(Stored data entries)
■ ■ ■
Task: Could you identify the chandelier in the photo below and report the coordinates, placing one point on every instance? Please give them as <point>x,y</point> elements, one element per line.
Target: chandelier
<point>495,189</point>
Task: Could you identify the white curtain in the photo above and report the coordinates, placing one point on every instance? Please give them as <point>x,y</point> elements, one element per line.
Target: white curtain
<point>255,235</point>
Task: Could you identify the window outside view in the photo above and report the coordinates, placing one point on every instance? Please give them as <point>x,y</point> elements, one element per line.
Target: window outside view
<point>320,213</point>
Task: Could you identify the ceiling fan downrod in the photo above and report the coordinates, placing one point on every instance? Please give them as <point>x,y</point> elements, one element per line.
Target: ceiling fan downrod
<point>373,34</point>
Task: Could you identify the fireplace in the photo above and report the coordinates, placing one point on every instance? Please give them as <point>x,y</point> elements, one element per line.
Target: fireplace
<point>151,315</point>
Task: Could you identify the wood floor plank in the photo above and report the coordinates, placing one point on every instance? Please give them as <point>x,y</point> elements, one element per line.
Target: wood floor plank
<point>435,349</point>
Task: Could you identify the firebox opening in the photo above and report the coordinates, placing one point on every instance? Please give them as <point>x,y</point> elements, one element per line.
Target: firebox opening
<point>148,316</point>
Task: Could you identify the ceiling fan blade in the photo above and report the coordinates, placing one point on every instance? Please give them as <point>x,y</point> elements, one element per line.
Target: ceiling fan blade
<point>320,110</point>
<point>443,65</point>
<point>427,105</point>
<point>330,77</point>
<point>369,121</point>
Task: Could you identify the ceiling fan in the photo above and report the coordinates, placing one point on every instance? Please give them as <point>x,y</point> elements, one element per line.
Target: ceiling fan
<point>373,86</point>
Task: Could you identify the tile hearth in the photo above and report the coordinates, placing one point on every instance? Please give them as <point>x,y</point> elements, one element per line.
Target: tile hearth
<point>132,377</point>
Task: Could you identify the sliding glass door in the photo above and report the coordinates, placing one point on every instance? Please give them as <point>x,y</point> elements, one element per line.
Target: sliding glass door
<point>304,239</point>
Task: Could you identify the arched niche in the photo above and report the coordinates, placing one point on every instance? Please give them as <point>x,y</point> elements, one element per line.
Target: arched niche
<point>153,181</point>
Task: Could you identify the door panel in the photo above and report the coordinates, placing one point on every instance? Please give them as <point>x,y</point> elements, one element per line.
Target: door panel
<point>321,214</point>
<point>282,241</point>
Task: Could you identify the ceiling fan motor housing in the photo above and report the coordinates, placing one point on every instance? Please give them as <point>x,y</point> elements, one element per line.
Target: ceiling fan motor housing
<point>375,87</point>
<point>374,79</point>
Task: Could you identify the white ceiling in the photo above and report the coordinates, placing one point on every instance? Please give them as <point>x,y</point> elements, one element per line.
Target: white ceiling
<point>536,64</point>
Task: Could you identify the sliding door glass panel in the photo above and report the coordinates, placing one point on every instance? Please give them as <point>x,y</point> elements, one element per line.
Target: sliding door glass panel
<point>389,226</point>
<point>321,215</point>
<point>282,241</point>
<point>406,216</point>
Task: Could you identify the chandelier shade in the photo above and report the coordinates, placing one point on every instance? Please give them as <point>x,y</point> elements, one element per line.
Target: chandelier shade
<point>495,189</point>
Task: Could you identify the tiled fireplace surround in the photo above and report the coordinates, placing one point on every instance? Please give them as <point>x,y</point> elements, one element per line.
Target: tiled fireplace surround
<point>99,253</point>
■ ■ ■
> **Try it**:
Retype every line above with nothing changed.

> **Exercise output**:
Task: Could you identify the chandelier in the photo below and report the coordinates, placing one point on every instance? Please give them as <point>x,y</point> elements, one element per line.
Target: chandelier
<point>495,189</point>
Task: Could you identify the white curtain in the photo above and report the coordinates, placing one point on every instance? Please give them as <point>x,y</point> elements, one element per line.
Target: white curtain
<point>255,235</point>
Task: Could you identify the window outside view in the photo above and report the coordinates, placing one point on every instance? Please give them as <point>x,y</point> elements, one element per line.
Target: window outside view
<point>320,213</point>
Task: Could you identify the ceiling fan downrod in the photo above and report the coordinates, placing one point on every instance? Please give them as <point>x,y</point> elements, one element per line.
Target: ceiling fan downrod
<point>373,34</point>
Task: Could you identify the fireplace in the photo above and report the coordinates, placing one point on every instance? Please give them as <point>x,y</point> elements, one element per line.
Target: fireplace
<point>151,315</point>
Task: Could you identify the wood floor plank in the photo above and report the coordinates, placing one point on every instance? Please give them as <point>x,y</point> elements, one element per line.
Target: wood floor plank
<point>435,349</point>
Task: Could you identify the firebox opening in the photo above and report the coordinates, placing one point on every instance? Please give them as <point>x,y</point> elements, one element per line.
Target: firebox opening
<point>148,316</point>
Task: Could you identify the ceiling fan blade in the photo above and report the coordinates, placing one point on every instance? Please give them as <point>x,y</point> elements, one element per line.
Target: ceiling fan blade
<point>320,110</point>
<point>443,65</point>
<point>427,105</point>
<point>330,77</point>
<point>369,121</point>
Task: Could you identify the ceiling fan in the photo above and report the coordinates, placing one point on every instance? Please give them as <point>x,y</point> elements, one element per line.
Target: ceiling fan
<point>373,86</point>
Task: Could you identify the tile hearth in the photo above and report the coordinates, placing one point on every instance? Please give them as <point>x,y</point> elements, one element per line.
Target: tile hearth
<point>132,377</point>
Task: Could you identify the sliding glass door in the photo above and report the coordinates, placing one point on every instance? Please give them as <point>x,y</point> elements, one element per line.
Target: sliding glass door
<point>304,239</point>
Task: Could you identify the arched niche in the photo above and report the coordinates, placing one point on every instance? Please give them as <point>x,y</point> elements, one element per line.
Target: arched niche
<point>153,181</point>
Task: Could you identify the door panel in the photo above and report the coordinates, placing one point on every instance? Please give them as <point>x,y</point> elements, one element per line.
Target: door panel
<point>321,214</point>
<point>282,241</point>
Task: Could you identify the ceiling fan motor housing in the photo above and report the coordinates, placing one point on every instance? Please give them as <point>x,y</point> elements, one element per line.
Target: ceiling fan motor housing
<point>375,87</point>
<point>374,79</point>
Task: Could you identify the white ceiling in the photo above and report the coordinates, placing one point on every instance? Please give them as <point>x,y</point> elements, one element per line.
Target: white ceiling
<point>536,64</point>
Task: Could you identify the sliding door glass panel in the photo above and report the coordinates, placing one point on every instance? Please give them as <point>x,y</point> elements, one element per line.
Target: sliding door glass panel
<point>389,226</point>
<point>321,215</point>
<point>282,241</point>
<point>406,216</point>
Task: Could you identify the chandelier shade in the photo above and report the coordinates, placing one point on every instance? Please give them as <point>x,y</point> elements, one element per line.
Target: chandelier shade
<point>495,189</point>
Task: Could you identify the tiled fireplace surround in the photo above and report the coordinates, placing one point on every instance? Please give them as <point>x,y</point> elements, one element per line.
Target: tiled fireplace surround
<point>99,253</point>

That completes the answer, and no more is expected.